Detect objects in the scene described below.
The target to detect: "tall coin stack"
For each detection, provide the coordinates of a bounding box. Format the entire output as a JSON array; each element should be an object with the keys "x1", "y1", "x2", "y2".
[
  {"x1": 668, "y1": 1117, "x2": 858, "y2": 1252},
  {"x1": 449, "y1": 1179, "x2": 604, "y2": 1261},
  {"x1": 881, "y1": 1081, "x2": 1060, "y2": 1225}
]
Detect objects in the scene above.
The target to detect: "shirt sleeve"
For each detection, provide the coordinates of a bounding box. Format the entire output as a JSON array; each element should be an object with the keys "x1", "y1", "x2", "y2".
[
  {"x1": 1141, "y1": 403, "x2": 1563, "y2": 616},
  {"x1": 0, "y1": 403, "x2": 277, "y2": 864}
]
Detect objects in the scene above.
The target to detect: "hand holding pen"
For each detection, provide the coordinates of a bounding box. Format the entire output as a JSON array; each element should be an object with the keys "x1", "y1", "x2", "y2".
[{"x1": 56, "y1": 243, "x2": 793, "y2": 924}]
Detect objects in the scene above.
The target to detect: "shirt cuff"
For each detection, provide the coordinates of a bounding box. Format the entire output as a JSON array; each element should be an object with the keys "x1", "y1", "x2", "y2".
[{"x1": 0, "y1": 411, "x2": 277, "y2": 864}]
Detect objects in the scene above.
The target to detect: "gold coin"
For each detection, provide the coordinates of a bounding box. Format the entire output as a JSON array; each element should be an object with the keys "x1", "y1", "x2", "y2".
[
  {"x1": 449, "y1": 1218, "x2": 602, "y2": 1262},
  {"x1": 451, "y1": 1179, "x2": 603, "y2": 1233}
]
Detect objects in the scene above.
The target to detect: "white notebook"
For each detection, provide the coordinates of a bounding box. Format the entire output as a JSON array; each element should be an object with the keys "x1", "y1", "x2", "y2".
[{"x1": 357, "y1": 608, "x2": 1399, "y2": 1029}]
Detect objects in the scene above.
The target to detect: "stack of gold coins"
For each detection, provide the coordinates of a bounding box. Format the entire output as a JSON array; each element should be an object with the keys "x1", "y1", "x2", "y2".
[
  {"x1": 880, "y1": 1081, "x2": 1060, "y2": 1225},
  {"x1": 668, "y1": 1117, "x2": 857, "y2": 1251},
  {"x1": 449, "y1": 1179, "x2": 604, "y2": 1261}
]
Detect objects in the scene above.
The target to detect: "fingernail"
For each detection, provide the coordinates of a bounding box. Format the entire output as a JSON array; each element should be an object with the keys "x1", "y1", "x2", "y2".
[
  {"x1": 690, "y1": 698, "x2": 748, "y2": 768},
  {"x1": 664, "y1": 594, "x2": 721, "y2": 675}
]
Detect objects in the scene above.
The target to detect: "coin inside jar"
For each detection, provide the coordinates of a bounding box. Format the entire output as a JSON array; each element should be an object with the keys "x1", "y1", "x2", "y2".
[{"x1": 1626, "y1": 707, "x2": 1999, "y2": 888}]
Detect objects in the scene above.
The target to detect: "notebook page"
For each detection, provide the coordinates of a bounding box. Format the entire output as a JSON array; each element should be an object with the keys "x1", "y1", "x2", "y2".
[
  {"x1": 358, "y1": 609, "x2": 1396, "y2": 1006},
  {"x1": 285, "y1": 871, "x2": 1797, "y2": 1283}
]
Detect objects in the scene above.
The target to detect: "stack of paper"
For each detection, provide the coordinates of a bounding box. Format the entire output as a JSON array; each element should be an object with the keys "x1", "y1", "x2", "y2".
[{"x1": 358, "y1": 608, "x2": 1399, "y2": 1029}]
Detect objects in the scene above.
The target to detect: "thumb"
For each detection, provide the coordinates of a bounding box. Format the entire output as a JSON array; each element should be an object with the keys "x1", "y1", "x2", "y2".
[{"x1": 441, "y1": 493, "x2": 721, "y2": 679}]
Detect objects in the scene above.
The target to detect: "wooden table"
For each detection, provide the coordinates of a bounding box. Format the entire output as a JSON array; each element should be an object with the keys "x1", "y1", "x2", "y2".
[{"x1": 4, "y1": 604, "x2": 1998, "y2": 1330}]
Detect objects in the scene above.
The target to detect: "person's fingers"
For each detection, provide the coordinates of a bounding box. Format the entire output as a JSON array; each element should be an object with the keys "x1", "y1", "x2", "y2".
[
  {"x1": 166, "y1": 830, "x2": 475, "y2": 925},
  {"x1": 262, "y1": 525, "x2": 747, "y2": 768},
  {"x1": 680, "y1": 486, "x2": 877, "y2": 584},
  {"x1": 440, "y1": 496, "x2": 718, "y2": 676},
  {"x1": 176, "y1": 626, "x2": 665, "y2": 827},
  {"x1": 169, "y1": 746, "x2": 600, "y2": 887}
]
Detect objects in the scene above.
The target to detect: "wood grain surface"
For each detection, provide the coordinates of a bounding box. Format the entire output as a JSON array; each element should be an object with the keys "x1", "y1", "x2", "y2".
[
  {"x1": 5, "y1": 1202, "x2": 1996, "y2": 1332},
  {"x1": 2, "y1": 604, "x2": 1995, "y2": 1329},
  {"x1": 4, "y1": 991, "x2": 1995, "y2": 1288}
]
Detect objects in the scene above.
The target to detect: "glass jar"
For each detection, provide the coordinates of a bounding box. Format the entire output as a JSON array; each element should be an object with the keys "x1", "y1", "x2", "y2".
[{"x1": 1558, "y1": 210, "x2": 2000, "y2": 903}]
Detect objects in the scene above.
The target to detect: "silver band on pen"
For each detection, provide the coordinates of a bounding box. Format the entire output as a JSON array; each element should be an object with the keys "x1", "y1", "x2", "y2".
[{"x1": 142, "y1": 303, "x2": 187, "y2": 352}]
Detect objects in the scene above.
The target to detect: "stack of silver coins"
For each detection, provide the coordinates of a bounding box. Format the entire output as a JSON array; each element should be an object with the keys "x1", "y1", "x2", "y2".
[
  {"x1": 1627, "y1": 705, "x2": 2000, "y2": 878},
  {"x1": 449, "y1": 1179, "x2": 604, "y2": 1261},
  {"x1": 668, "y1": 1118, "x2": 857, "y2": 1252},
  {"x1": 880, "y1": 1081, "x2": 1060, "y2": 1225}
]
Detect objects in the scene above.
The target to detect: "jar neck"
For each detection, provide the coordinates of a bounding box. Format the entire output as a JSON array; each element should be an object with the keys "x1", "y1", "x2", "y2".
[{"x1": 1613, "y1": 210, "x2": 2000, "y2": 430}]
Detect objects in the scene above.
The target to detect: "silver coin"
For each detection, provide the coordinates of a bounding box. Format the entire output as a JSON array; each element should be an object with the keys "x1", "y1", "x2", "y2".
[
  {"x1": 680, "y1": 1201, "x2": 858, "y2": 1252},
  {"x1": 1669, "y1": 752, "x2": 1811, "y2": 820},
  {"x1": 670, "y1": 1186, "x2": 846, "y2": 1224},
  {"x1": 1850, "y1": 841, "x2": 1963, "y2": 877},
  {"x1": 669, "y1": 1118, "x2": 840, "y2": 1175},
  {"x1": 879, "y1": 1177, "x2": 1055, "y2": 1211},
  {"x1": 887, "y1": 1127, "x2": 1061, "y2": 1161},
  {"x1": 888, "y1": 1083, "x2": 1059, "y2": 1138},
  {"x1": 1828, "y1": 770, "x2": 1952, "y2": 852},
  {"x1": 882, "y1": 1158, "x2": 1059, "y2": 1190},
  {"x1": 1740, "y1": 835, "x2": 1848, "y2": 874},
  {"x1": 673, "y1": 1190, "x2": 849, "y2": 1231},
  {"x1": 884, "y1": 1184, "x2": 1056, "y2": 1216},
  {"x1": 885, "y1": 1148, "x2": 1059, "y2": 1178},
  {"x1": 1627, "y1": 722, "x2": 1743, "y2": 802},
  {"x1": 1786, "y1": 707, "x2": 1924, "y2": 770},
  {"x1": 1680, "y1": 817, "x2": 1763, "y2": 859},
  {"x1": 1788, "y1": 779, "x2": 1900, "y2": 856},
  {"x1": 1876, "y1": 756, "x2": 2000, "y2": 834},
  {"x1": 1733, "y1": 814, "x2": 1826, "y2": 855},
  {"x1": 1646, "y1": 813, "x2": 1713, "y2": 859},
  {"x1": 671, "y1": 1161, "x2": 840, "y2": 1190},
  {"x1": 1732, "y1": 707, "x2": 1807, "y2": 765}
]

◇ ◇ ◇ ◇

- _WHAT YOU HAVE TO DO_
Your reply must be one number: how many lines of the material hold the string "gold".

- _RESULT OF THIS EXERCISE_
2